Beginning with the first line below, please restate each line exactly, down to and including the line containing "Trace every instance of the black wristwatch".

**Entries provided:**
----

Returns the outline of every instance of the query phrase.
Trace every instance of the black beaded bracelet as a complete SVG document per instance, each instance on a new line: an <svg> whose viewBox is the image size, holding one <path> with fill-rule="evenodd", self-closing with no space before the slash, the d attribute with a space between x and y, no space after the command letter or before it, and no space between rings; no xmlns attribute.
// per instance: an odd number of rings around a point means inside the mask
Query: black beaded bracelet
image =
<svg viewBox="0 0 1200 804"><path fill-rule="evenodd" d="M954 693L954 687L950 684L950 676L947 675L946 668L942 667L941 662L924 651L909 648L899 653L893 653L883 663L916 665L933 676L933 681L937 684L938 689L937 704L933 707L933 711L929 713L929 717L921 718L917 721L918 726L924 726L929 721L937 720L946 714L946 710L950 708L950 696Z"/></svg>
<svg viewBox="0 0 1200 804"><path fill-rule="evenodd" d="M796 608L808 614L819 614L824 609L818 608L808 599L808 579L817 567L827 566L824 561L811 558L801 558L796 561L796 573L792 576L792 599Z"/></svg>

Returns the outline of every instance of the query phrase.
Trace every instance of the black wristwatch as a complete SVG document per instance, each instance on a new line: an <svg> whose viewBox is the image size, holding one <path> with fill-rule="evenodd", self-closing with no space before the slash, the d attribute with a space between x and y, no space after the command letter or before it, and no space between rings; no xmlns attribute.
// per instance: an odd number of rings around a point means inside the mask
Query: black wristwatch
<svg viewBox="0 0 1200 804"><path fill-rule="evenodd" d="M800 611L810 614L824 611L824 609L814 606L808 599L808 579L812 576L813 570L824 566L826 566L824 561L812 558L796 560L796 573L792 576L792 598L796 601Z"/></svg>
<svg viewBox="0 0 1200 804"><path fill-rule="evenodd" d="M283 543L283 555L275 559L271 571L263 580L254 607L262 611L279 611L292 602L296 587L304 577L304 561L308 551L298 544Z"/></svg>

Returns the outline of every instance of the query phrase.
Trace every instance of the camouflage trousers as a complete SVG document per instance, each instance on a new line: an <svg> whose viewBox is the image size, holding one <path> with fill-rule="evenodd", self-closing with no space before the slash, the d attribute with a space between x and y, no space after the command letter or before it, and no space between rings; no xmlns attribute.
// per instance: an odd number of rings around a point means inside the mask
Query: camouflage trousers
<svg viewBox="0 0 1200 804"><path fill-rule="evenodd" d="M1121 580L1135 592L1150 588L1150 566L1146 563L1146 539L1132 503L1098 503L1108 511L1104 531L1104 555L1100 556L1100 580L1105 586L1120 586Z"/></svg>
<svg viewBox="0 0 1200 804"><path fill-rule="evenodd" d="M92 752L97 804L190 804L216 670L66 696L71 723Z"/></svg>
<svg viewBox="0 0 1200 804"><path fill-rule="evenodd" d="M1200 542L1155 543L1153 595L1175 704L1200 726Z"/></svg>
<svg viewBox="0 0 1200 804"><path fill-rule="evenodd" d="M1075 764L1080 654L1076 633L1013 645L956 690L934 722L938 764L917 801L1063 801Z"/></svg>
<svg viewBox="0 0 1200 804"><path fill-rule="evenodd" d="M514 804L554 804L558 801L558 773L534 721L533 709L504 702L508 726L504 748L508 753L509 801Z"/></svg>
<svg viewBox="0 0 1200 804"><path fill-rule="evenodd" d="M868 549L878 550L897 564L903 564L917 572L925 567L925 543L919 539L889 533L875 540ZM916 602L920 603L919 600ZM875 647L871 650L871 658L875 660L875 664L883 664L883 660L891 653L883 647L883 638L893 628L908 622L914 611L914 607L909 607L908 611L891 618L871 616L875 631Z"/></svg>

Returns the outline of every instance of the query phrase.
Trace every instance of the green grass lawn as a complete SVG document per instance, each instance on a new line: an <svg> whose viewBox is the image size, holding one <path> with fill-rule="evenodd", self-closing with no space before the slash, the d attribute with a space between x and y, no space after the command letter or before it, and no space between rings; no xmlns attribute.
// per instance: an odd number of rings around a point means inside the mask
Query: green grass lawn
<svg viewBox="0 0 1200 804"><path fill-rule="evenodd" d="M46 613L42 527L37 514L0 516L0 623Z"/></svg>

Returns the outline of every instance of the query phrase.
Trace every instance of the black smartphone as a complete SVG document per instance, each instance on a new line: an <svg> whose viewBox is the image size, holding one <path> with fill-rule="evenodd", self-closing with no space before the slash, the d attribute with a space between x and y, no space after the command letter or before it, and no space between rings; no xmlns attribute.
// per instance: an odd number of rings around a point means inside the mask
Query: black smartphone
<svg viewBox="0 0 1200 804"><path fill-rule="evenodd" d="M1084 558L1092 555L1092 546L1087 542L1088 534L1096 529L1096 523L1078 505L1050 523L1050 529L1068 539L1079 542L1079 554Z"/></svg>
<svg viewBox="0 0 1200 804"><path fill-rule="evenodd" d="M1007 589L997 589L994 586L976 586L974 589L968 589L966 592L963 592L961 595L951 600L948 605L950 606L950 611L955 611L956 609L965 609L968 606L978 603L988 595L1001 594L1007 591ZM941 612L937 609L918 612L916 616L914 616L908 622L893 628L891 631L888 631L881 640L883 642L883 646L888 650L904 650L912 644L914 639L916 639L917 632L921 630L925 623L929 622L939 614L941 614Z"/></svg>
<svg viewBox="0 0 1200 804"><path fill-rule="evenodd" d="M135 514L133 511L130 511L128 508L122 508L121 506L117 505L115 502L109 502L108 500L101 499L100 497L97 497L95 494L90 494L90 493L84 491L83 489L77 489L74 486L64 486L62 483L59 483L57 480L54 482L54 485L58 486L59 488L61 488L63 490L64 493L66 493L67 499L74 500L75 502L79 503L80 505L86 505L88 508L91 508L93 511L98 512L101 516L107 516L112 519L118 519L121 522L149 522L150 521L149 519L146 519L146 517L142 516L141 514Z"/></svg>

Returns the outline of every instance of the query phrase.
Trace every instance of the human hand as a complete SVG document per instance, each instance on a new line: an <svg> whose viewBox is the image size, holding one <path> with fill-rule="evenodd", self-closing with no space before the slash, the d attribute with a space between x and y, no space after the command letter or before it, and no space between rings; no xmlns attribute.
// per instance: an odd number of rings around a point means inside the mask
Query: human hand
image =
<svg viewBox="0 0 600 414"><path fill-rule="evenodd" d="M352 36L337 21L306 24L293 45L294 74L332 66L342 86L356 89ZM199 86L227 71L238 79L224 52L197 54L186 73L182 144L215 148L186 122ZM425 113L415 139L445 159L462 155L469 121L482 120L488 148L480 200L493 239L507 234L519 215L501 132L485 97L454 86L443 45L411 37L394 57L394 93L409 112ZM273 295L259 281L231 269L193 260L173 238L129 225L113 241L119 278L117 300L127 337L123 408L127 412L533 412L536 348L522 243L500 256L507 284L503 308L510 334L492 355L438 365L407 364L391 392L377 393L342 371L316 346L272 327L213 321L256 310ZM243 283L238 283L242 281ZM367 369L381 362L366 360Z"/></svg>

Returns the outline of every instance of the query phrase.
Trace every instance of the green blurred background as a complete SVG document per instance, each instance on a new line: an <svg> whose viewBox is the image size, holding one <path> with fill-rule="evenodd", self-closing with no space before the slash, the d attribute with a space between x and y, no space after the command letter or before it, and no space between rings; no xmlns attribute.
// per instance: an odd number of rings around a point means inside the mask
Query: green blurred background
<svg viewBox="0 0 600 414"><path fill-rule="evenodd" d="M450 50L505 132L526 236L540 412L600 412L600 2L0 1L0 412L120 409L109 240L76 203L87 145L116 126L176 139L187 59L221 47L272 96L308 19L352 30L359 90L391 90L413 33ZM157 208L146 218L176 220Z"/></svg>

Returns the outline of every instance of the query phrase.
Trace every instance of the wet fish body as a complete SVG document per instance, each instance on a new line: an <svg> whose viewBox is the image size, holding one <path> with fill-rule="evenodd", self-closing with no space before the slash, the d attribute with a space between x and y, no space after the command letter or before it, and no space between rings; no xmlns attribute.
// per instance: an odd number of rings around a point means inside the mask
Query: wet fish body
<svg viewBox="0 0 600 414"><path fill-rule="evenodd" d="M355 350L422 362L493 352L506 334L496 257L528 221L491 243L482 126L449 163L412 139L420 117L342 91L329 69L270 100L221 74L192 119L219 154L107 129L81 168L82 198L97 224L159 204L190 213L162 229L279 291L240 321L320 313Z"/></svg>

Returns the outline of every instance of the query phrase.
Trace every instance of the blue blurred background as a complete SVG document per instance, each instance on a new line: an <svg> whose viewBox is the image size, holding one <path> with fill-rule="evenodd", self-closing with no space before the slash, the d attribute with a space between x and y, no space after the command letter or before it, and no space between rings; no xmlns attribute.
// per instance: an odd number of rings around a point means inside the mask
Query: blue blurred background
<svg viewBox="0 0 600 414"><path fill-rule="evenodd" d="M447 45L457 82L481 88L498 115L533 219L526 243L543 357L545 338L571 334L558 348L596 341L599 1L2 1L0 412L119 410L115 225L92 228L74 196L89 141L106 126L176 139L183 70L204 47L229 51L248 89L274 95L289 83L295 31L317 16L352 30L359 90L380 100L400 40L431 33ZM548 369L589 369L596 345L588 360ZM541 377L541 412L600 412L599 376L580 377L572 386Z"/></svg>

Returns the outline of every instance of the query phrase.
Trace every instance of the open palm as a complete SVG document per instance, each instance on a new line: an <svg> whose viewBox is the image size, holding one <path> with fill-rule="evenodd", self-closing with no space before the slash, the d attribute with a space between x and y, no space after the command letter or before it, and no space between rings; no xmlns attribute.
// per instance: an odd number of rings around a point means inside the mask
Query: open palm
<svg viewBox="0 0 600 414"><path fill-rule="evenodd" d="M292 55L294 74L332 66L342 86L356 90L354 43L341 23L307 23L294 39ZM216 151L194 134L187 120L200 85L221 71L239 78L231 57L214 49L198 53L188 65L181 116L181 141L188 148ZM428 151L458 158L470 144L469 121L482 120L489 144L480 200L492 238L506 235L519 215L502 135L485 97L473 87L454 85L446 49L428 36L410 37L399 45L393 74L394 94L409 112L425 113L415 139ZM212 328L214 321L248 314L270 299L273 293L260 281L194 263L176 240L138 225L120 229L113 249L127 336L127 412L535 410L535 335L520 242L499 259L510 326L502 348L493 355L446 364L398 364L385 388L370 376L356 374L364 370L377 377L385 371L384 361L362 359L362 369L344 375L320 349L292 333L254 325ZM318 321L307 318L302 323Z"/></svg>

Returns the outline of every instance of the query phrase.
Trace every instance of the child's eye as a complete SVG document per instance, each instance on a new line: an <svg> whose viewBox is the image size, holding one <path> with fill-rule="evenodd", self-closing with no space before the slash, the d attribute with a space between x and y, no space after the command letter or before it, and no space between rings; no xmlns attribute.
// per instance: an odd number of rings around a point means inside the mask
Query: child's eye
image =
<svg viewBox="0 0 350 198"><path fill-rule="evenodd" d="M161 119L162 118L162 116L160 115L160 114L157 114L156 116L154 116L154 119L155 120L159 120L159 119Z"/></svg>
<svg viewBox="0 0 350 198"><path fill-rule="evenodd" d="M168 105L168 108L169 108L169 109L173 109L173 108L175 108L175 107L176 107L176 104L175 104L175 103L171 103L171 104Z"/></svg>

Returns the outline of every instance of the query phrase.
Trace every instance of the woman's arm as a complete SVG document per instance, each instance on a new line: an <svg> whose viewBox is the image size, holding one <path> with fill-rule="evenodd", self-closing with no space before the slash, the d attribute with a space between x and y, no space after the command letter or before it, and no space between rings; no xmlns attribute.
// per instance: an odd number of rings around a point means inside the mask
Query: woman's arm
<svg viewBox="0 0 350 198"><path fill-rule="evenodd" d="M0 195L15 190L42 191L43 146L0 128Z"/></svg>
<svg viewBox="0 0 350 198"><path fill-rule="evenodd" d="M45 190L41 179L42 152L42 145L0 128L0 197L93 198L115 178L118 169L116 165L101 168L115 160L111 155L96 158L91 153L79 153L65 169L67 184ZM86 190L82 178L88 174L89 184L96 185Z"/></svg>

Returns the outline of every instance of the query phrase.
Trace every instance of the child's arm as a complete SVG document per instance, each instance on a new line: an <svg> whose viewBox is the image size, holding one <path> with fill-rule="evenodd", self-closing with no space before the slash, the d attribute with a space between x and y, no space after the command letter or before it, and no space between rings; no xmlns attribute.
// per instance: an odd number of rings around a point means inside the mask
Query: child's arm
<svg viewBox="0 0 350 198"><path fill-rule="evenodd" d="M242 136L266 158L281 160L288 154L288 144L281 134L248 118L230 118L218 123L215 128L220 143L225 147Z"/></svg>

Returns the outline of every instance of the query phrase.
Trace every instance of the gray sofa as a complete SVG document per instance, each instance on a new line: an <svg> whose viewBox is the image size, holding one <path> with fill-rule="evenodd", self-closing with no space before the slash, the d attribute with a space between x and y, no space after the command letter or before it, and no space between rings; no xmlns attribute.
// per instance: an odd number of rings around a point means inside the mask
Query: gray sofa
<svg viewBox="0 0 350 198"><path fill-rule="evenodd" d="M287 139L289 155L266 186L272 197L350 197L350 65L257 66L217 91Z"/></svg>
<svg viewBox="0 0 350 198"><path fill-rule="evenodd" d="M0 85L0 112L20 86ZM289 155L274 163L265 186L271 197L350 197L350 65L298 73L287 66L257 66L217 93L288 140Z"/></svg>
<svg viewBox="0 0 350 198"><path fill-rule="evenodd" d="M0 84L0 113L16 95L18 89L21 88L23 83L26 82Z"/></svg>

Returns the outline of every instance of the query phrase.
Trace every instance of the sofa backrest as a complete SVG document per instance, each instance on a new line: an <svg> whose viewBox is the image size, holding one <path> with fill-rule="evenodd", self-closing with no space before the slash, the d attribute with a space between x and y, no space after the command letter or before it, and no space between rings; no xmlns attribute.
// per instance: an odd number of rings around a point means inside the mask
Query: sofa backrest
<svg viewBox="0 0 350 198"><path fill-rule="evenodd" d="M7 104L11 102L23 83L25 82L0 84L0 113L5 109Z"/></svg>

----

**Task solution:**
Returns the outline of every instance of the query phrase.
Trace every instance of the black beaded bracelet as a complete SVG document per instance, each instance on a new line: an <svg> whose viewBox is the image size, holding one <path> with fill-rule="evenodd", self-closing with no space before the slash, the d attribute with a space between x and y, no space after the command letter or before it, and no space between rings; no xmlns attribute.
// per instance: an odd number of rings around a point means inside the mask
Query: black beaded bracelet
image =
<svg viewBox="0 0 1200 804"><path fill-rule="evenodd" d="M954 693L954 687L950 684L950 676L947 675L946 668L942 667L941 662L924 651L909 648L899 653L893 653L883 663L916 665L933 676L933 681L937 684L938 689L937 704L933 707L933 711L929 713L929 717L921 718L917 721L918 726L924 726L929 721L937 720L946 714L946 710L950 708L950 696Z"/></svg>
<svg viewBox="0 0 1200 804"><path fill-rule="evenodd" d="M796 608L808 614L819 614L824 609L818 608L808 599L808 579L817 567L827 566L824 561L811 558L801 558L796 561L796 573L792 576L792 599Z"/></svg>

Returns the outline of every instance of the query phrase.
Trace every instance of the black wristwatch as a complete SVG document per instance, each instance on a new line: an <svg> whose viewBox is the image size, holding one <path> with fill-rule="evenodd", self-closing with no space before the slash, the d attribute with a space between x and y, no space after the command letter or before it, and no space between rings; no xmlns attribute.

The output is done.